> **Aim of the exercise**:
Pictures excluded, retype the lines from the one containing "Question. The photo above holds the aporia" through the last line of the data below, both included.
** START Data provided **
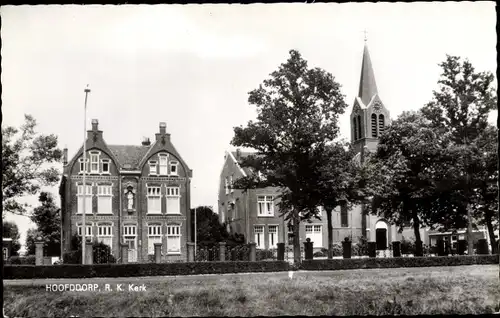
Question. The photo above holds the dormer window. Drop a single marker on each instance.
(82, 168)
(105, 165)
(163, 164)
(173, 168)
(152, 167)
(94, 162)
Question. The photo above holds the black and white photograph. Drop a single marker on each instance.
(241, 160)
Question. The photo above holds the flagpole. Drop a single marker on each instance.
(84, 187)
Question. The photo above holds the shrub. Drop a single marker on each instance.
(393, 262)
(136, 270)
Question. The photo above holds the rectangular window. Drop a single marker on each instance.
(265, 205)
(173, 239)
(154, 200)
(88, 199)
(152, 167)
(314, 232)
(154, 236)
(94, 162)
(88, 233)
(129, 230)
(173, 167)
(105, 235)
(344, 219)
(259, 235)
(105, 165)
(273, 236)
(86, 165)
(104, 199)
(173, 200)
(163, 164)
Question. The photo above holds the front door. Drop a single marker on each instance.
(381, 239)
(132, 249)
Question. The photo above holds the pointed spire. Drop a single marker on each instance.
(367, 85)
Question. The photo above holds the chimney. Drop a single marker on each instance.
(146, 142)
(163, 128)
(65, 156)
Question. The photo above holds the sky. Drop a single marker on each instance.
(192, 66)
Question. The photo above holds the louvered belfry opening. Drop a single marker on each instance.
(374, 125)
(381, 124)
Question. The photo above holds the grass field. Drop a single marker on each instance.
(410, 291)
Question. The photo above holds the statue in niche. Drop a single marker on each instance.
(130, 194)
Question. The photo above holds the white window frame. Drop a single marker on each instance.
(89, 197)
(94, 155)
(88, 234)
(174, 233)
(108, 162)
(161, 158)
(175, 164)
(153, 193)
(265, 211)
(258, 236)
(154, 236)
(153, 168)
(274, 235)
(105, 232)
(173, 193)
(80, 161)
(104, 191)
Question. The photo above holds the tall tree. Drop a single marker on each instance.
(10, 230)
(461, 107)
(24, 157)
(47, 217)
(409, 168)
(298, 109)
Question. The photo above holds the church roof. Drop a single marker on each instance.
(367, 84)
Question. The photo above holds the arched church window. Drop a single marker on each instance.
(359, 127)
(381, 124)
(355, 127)
(374, 125)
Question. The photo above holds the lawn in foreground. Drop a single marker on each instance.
(412, 291)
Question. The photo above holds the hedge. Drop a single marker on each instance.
(393, 262)
(131, 270)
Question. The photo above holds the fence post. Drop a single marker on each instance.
(157, 252)
(39, 253)
(89, 253)
(253, 247)
(222, 251)
(396, 249)
(190, 247)
(281, 251)
(124, 248)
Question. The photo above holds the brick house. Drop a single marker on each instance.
(138, 195)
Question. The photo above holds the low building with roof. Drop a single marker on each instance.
(137, 194)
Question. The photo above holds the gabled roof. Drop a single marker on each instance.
(128, 156)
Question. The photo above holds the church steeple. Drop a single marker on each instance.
(367, 84)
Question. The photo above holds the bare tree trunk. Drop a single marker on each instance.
(296, 237)
(489, 225)
(330, 233)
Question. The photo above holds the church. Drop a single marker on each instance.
(254, 213)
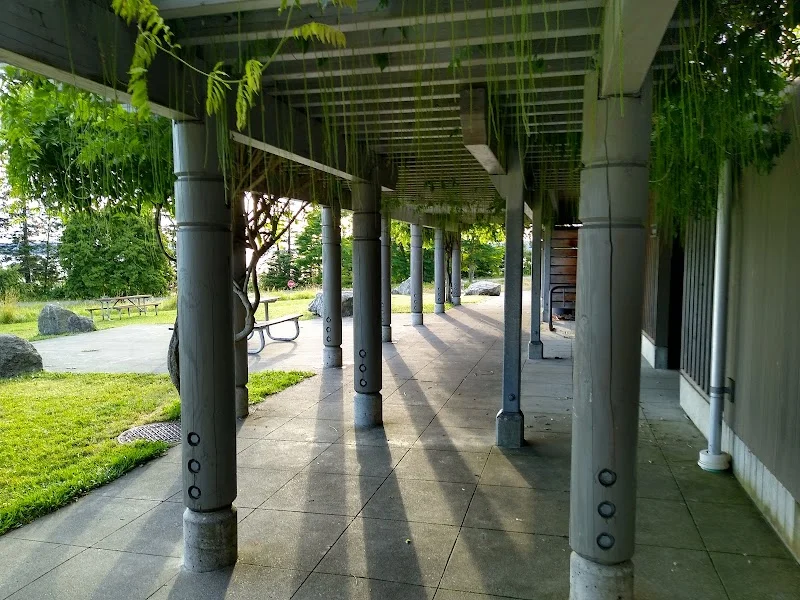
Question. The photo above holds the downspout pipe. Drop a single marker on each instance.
(713, 459)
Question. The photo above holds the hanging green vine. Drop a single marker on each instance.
(721, 101)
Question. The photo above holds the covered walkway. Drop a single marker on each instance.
(425, 507)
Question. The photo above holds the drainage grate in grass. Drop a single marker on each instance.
(169, 432)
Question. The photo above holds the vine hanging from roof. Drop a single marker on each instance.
(154, 36)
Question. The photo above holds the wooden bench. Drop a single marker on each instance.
(143, 308)
(263, 327)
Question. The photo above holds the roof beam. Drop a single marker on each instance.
(455, 14)
(181, 9)
(86, 45)
(632, 34)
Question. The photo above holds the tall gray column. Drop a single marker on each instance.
(608, 313)
(438, 270)
(208, 415)
(510, 421)
(456, 274)
(367, 350)
(239, 310)
(416, 274)
(332, 286)
(547, 236)
(535, 348)
(386, 279)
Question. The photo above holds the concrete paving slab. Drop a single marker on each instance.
(519, 509)
(373, 461)
(651, 515)
(442, 465)
(736, 528)
(288, 540)
(324, 586)
(502, 563)
(157, 480)
(85, 522)
(656, 481)
(519, 470)
(24, 561)
(399, 551)
(749, 577)
(255, 486)
(242, 582)
(326, 493)
(675, 574)
(700, 486)
(420, 501)
(280, 455)
(310, 430)
(96, 573)
(158, 532)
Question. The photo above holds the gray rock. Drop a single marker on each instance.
(17, 356)
(483, 288)
(55, 320)
(317, 304)
(173, 359)
(404, 289)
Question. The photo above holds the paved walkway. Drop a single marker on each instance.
(426, 507)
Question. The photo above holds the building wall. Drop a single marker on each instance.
(764, 312)
(762, 425)
(698, 284)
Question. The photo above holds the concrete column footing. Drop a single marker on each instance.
(510, 429)
(209, 539)
(589, 580)
(242, 402)
(331, 357)
(714, 463)
(367, 410)
(535, 350)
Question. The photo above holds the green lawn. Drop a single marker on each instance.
(58, 433)
(20, 319)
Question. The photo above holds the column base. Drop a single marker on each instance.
(714, 463)
(331, 357)
(367, 410)
(535, 350)
(589, 580)
(242, 402)
(510, 429)
(209, 539)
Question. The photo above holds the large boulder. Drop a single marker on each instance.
(17, 356)
(483, 288)
(56, 320)
(404, 289)
(317, 304)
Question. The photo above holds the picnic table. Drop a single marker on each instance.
(138, 302)
(262, 328)
(266, 302)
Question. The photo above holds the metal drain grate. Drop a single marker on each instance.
(169, 432)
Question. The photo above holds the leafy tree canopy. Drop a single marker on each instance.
(722, 100)
(112, 253)
(75, 151)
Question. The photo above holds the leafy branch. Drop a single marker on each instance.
(154, 35)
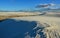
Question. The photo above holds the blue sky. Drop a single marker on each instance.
(24, 4)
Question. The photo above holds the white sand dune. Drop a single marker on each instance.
(49, 26)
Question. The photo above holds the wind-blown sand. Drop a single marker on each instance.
(49, 25)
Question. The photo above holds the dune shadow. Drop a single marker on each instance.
(11, 28)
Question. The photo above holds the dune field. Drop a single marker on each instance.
(47, 24)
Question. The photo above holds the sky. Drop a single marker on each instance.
(24, 4)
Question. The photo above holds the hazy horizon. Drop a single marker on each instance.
(14, 5)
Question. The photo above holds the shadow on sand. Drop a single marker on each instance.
(11, 28)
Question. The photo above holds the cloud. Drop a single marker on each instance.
(44, 5)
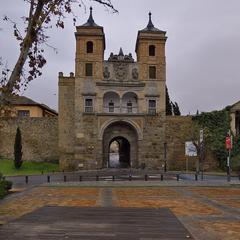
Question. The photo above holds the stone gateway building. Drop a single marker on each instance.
(112, 112)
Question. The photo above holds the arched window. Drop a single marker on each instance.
(111, 106)
(129, 106)
(89, 47)
(152, 72)
(129, 103)
(111, 102)
(152, 50)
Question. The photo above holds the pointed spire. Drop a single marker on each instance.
(120, 52)
(90, 22)
(150, 24)
(150, 27)
(90, 19)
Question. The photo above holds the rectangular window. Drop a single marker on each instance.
(89, 69)
(152, 72)
(23, 113)
(152, 106)
(111, 106)
(88, 105)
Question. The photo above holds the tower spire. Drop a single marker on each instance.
(90, 22)
(90, 19)
(150, 24)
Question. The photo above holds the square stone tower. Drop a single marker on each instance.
(112, 113)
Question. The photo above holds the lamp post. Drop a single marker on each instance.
(229, 148)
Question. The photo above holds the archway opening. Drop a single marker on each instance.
(119, 153)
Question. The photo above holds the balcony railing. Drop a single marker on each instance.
(118, 109)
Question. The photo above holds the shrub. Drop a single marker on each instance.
(18, 149)
(5, 186)
(216, 125)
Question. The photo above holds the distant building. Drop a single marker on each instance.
(235, 118)
(25, 107)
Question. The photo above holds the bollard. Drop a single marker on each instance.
(146, 177)
(196, 177)
(177, 177)
(161, 177)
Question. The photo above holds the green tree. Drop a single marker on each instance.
(42, 15)
(18, 149)
(169, 110)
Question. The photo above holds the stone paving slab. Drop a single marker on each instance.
(208, 212)
(96, 223)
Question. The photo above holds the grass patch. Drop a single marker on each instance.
(28, 168)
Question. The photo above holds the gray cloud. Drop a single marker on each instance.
(203, 47)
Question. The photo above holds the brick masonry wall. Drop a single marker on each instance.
(39, 138)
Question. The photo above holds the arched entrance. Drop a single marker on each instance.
(119, 153)
(120, 145)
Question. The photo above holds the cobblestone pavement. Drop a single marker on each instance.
(208, 212)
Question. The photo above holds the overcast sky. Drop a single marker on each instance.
(202, 50)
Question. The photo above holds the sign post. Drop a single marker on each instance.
(190, 151)
(229, 148)
(201, 141)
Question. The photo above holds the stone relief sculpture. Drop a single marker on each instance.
(106, 73)
(120, 70)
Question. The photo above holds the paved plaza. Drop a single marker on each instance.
(195, 210)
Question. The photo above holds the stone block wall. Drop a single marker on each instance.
(178, 131)
(39, 138)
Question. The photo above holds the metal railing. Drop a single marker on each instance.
(120, 109)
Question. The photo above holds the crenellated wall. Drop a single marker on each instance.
(39, 138)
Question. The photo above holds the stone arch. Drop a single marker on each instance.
(128, 121)
(125, 132)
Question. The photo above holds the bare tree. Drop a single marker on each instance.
(42, 15)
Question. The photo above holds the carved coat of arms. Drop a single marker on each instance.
(120, 70)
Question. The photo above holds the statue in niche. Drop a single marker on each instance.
(106, 73)
(135, 74)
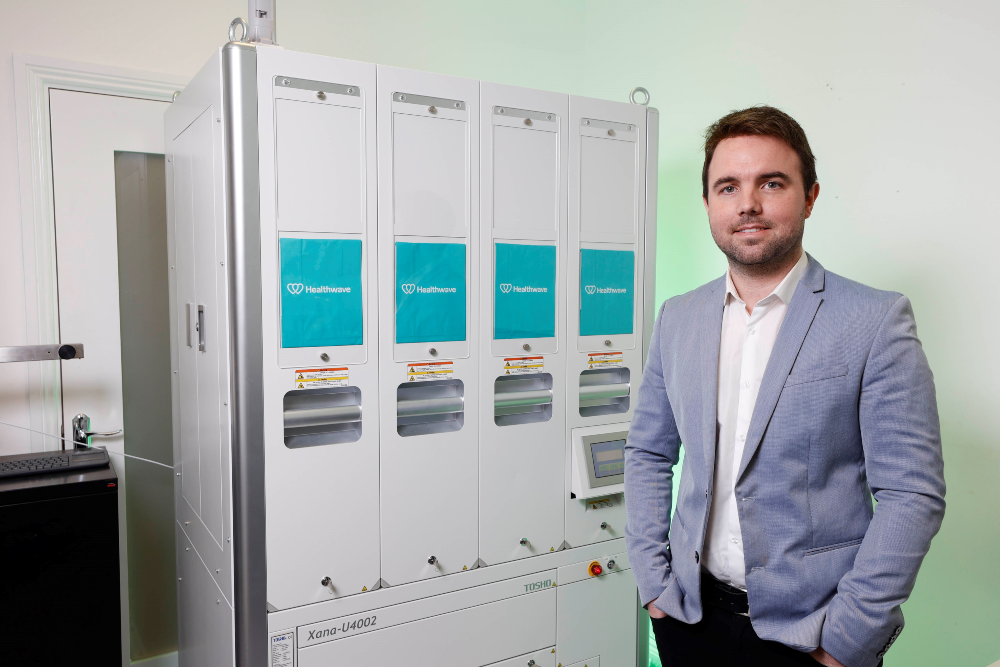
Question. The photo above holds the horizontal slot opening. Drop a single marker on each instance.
(604, 391)
(435, 406)
(327, 416)
(522, 399)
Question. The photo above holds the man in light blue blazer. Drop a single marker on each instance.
(798, 395)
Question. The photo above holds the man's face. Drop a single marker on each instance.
(756, 203)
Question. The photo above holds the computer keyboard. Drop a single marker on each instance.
(43, 462)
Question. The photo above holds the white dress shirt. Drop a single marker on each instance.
(744, 349)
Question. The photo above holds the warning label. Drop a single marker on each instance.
(283, 650)
(604, 360)
(317, 378)
(429, 370)
(523, 365)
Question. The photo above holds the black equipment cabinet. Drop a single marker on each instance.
(59, 583)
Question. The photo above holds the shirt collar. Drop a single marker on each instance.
(784, 290)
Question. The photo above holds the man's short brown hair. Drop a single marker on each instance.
(761, 121)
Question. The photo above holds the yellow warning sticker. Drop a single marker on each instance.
(429, 370)
(605, 360)
(523, 365)
(318, 378)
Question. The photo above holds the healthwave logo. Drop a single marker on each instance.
(594, 289)
(507, 288)
(410, 288)
(298, 288)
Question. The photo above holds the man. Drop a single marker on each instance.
(798, 395)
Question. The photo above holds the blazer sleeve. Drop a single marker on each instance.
(901, 438)
(651, 451)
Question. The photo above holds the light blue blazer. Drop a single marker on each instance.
(846, 410)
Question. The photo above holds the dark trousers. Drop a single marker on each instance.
(721, 638)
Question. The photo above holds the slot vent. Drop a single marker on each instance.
(522, 399)
(604, 391)
(436, 406)
(328, 416)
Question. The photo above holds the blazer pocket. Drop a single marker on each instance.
(832, 547)
(816, 374)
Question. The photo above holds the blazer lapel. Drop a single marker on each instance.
(799, 317)
(710, 334)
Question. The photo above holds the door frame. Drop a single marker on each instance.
(34, 76)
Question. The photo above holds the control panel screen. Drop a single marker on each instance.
(609, 458)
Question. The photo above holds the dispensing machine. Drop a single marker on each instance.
(409, 313)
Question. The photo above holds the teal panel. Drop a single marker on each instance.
(430, 292)
(321, 302)
(607, 299)
(524, 291)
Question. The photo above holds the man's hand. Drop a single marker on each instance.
(655, 612)
(822, 657)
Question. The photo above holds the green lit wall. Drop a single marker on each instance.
(899, 100)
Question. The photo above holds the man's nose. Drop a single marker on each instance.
(750, 203)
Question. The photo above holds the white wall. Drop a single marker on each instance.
(140, 35)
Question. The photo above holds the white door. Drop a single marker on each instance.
(104, 165)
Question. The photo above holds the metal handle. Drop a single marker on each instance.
(639, 89)
(239, 21)
(200, 328)
(82, 433)
(41, 352)
(430, 406)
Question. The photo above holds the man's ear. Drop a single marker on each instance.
(810, 198)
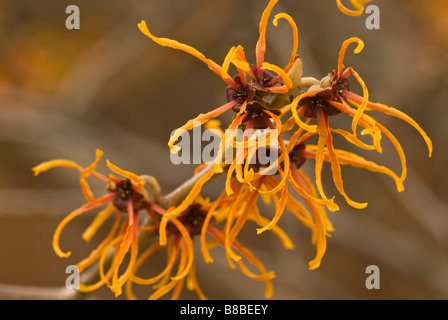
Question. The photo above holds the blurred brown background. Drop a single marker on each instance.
(64, 93)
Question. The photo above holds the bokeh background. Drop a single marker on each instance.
(64, 93)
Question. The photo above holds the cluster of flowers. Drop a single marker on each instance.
(262, 96)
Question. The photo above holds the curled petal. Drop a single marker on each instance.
(344, 46)
(358, 4)
(298, 113)
(87, 172)
(199, 120)
(186, 48)
(70, 217)
(44, 166)
(281, 73)
(295, 45)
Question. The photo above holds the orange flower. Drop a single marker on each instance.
(333, 96)
(124, 196)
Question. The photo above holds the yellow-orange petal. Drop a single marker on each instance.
(356, 3)
(86, 173)
(47, 165)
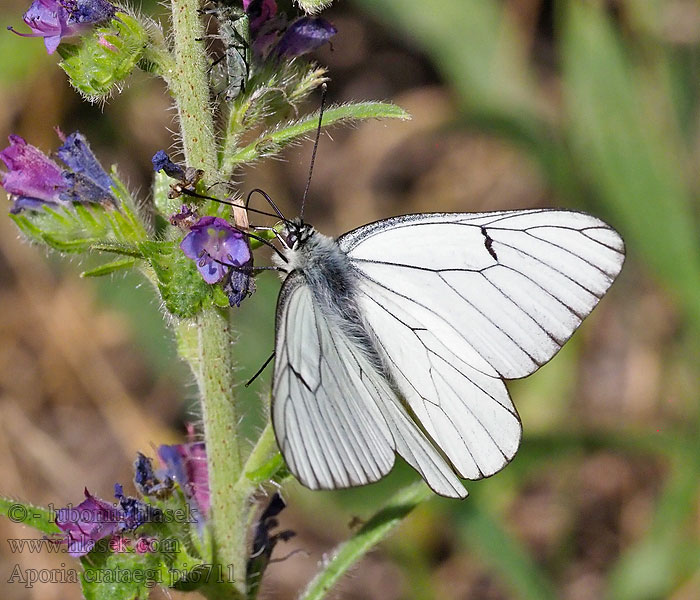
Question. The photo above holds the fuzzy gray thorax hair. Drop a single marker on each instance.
(333, 283)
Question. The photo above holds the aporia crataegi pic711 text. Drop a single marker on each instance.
(396, 338)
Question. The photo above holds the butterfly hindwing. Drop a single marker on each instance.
(337, 420)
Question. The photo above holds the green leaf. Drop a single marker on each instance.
(85, 227)
(272, 142)
(104, 59)
(161, 189)
(474, 44)
(267, 471)
(109, 268)
(313, 6)
(370, 534)
(37, 517)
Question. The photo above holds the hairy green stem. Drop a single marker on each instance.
(189, 84)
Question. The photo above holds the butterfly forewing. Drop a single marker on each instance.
(338, 421)
(459, 301)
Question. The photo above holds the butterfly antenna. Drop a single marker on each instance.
(260, 370)
(324, 90)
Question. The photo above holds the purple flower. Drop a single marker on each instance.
(55, 20)
(87, 523)
(272, 39)
(33, 179)
(161, 162)
(216, 246)
(187, 464)
(303, 36)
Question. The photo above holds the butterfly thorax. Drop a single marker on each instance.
(332, 281)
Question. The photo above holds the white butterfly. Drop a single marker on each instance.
(396, 338)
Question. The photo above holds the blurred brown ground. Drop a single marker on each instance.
(77, 399)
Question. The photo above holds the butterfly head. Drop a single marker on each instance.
(296, 233)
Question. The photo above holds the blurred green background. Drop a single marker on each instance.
(590, 105)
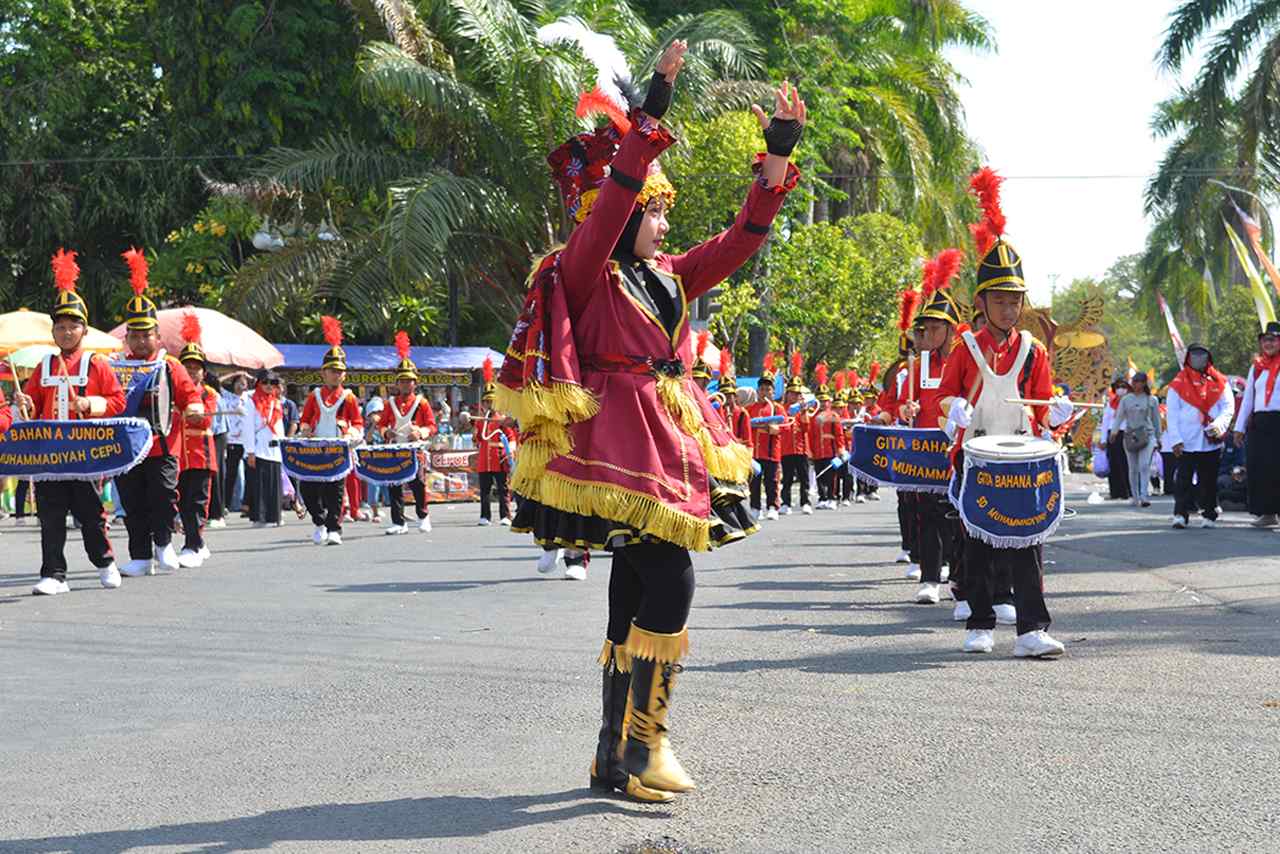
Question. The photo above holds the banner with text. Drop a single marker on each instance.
(906, 459)
(73, 450)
** END Data provided **
> **Result of the exercise**:
Question. The photo above holds the aporia crataegi pic711 text. Drop a single marker on each instance.
(396, 338)
Question. The photo above holds the butterfly hindwing. Drop a single marker on each instance.
(337, 420)
Question. The photo above holds the green leaf. Drop a single marker on each instance.
(85, 227)
(272, 142)
(104, 59)
(161, 189)
(474, 44)
(267, 471)
(109, 268)
(313, 6)
(370, 534)
(37, 517)
Question. The photo above holds the hairy green stem. Drop a single marker on each instance.
(189, 84)
Question. The photo above holds the butterfly forewing. Drop a single marker on each instance.
(338, 421)
(459, 301)
Question. The photo above holds the butterfly antenna. Drop a single marker on each instance.
(260, 370)
(324, 90)
Question. The photo above holds the purple flower. Drop a single marker on each instance.
(55, 20)
(87, 523)
(272, 39)
(33, 179)
(161, 162)
(216, 246)
(187, 464)
(303, 36)
Question. The photo above holds the butterfly thorax. Drop a single marker on each instance.
(332, 281)
Question. The photo above holds the white butterfly. Drop a single marker on each instance.
(396, 338)
Question. The photo above holds the blurred brown ground. Drop a single marker on each instance.
(77, 399)
Question. The photo above holds the butterfly head. Drop a single marker on each instance.
(296, 233)
Question. The photo above holds the blurred green background. Drop a single marker on each instance.
(590, 105)
Question. The photo above holds the banner with text. Drop a single marker on each instance.
(906, 459)
(73, 450)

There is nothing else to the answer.